Stored records:
*** Block opens ***

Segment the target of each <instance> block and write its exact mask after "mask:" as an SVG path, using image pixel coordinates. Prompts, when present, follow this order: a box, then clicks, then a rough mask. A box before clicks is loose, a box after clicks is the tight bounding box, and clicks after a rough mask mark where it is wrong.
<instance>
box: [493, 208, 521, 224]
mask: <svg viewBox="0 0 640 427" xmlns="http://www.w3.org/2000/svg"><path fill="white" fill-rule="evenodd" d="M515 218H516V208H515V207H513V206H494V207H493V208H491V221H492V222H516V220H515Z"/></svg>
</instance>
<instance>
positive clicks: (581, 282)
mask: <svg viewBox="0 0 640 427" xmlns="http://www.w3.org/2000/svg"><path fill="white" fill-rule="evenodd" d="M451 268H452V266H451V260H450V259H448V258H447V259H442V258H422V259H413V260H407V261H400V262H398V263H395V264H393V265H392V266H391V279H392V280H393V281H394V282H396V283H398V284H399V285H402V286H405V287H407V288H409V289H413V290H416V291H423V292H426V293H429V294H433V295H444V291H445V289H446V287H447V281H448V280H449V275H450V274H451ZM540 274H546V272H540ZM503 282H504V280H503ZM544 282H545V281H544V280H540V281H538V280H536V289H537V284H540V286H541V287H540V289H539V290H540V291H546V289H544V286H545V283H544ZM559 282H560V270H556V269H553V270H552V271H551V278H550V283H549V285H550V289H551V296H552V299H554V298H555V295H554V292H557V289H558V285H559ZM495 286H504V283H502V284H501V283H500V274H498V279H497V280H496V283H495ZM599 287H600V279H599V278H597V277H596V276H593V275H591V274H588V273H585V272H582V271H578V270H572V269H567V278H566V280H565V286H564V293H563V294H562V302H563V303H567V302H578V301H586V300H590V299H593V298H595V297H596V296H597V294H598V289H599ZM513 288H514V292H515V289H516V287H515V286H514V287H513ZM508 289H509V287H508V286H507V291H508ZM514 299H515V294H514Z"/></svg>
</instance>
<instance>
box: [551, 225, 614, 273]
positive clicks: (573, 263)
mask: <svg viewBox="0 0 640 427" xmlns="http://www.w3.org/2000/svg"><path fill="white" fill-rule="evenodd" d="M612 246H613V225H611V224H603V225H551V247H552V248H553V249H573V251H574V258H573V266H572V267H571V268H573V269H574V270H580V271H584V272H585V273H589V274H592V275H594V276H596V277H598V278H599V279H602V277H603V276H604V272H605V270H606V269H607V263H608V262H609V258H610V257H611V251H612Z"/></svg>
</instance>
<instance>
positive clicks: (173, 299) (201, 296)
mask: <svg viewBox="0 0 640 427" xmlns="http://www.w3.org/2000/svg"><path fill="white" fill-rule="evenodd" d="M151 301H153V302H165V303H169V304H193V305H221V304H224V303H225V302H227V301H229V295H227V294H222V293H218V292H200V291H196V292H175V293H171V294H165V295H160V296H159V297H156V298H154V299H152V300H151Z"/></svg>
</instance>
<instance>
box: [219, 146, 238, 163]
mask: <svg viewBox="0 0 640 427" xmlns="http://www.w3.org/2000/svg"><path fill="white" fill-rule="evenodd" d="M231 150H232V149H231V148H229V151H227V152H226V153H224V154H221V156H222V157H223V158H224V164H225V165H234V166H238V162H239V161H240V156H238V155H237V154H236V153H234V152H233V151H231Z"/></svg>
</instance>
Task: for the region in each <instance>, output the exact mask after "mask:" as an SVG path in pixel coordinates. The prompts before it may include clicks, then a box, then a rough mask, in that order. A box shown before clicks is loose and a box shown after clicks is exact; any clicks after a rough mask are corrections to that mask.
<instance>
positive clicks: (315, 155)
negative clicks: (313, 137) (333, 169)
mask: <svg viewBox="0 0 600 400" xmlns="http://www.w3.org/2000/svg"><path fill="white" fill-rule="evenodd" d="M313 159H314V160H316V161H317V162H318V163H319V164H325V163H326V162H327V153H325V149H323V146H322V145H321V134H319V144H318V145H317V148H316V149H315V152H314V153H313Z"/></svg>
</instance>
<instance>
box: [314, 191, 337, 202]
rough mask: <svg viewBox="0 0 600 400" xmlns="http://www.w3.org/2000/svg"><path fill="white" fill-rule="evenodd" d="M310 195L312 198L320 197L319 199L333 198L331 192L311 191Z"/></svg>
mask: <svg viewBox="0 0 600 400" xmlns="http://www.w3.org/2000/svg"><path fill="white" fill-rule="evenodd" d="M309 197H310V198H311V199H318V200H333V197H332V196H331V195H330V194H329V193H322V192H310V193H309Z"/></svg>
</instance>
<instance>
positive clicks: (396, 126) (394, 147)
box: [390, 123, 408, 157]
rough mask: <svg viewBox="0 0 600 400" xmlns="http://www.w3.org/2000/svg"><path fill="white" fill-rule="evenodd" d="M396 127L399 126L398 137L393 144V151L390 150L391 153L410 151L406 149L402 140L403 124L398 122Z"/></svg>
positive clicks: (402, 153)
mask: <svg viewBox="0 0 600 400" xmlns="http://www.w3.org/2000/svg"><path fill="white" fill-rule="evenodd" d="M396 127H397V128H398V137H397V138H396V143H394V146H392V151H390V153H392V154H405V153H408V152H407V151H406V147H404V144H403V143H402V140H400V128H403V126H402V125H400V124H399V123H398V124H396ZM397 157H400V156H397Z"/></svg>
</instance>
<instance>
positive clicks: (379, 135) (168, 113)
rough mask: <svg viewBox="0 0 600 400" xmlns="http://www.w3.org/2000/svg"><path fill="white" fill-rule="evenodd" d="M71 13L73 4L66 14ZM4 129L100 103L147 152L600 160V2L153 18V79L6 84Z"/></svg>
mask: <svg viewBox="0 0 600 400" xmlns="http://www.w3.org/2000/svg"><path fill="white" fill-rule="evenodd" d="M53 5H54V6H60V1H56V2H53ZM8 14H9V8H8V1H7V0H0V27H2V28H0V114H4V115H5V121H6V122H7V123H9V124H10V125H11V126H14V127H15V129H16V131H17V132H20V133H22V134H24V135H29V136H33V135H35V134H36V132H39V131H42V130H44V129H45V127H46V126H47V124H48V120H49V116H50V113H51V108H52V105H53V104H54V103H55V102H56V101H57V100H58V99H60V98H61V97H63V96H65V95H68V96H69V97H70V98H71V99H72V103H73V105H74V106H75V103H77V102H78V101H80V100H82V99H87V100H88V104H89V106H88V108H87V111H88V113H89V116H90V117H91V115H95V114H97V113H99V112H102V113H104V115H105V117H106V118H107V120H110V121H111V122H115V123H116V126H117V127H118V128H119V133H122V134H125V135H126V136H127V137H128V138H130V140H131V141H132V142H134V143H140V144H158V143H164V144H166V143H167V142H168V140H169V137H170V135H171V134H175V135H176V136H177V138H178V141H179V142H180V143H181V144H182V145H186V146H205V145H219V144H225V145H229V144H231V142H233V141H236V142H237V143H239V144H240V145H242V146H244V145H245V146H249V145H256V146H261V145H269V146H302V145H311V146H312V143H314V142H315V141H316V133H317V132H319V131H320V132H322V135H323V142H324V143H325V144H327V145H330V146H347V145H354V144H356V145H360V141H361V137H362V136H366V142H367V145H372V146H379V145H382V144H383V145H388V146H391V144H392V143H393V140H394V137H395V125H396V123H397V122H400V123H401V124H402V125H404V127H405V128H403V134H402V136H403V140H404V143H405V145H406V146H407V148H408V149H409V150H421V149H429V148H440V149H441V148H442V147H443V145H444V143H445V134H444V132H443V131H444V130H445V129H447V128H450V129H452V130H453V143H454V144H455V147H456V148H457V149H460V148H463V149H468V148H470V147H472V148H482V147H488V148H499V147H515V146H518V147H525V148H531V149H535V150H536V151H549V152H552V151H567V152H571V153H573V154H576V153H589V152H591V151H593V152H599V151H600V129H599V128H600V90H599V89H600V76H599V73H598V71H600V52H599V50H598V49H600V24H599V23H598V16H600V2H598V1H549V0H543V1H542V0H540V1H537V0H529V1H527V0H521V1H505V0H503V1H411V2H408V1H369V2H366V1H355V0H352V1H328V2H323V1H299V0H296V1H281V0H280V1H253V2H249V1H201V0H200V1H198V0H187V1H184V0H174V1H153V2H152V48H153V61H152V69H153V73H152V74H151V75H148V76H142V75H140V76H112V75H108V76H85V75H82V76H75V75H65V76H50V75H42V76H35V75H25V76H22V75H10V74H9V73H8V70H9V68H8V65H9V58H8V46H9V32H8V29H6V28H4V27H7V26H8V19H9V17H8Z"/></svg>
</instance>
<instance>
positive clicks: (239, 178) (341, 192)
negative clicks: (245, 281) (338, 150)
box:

*** Block closes ***

- **TO DO**
Return every line of the listing above that contains the string "negative".

- **EXERCISE SOLUTION**
negative clicks: (313, 137) (333, 169)
negative clicks: (245, 281) (338, 150)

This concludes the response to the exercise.